**Your instructions:**
Set down every one of the rows below again, word for word and line for line.

**Material to process:**
################

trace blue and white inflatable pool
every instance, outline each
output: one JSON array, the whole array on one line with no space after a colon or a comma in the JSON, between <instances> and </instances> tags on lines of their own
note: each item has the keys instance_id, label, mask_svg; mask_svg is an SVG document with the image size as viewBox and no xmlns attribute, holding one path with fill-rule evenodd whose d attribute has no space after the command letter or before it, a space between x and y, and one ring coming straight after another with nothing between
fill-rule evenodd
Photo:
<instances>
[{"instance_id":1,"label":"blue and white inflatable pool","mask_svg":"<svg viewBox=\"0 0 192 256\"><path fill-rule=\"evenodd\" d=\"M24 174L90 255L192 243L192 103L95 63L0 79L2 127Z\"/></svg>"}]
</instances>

################

**Right answer:**
trace blue and white inflatable pool
every instance, outline each
output: one JSON array, the whole array on one line with no space after a colon or a comma in the JSON, between <instances> and </instances> tags on lines of their own
note: each item has the keys instance_id, label, mask_svg; mask_svg is an SVG document with the image size as viewBox and no xmlns attribute, holding one path with fill-rule evenodd whose d attribute has no space after the command letter or before it, a space between x and y, and one ring coming straight after another with nothing between
fill-rule evenodd
Photo:
<instances>
[{"instance_id":1,"label":"blue and white inflatable pool","mask_svg":"<svg viewBox=\"0 0 192 256\"><path fill-rule=\"evenodd\" d=\"M24 174L90 255L192 243L192 103L95 63L0 79L2 127Z\"/></svg>"}]
</instances>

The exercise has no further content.